* Data to process *
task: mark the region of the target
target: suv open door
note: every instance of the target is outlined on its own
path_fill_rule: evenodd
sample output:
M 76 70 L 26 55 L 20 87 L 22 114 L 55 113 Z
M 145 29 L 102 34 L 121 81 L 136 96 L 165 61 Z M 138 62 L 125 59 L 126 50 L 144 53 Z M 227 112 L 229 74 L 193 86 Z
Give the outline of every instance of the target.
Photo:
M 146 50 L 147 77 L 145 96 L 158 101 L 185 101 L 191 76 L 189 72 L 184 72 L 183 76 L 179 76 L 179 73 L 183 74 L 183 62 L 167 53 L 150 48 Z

* Directions *
Please reproduce the items above with "object" substituted for each occurrence of "target", and keep everything else unchanged.

* In response *
task: mark the region of the object
object: suv open door
note: every instance of the object is outlined on its own
path_fill_rule: evenodd
sample output:
M 76 70 L 26 55 L 20 87 L 22 114 L 55 113 Z
M 145 29 L 102 34 L 121 81 L 136 96 L 165 61 Z M 138 62 L 125 59 L 126 50 L 144 53 Z M 227 112 L 229 74 L 193 86 Z
Give the outline of every instance of the object.
Photo:
M 146 50 L 147 77 L 145 96 L 158 101 L 185 101 L 191 76 L 189 72 L 184 72 L 183 76 L 179 76 L 179 73 L 183 74 L 183 62 L 167 53 L 150 48 Z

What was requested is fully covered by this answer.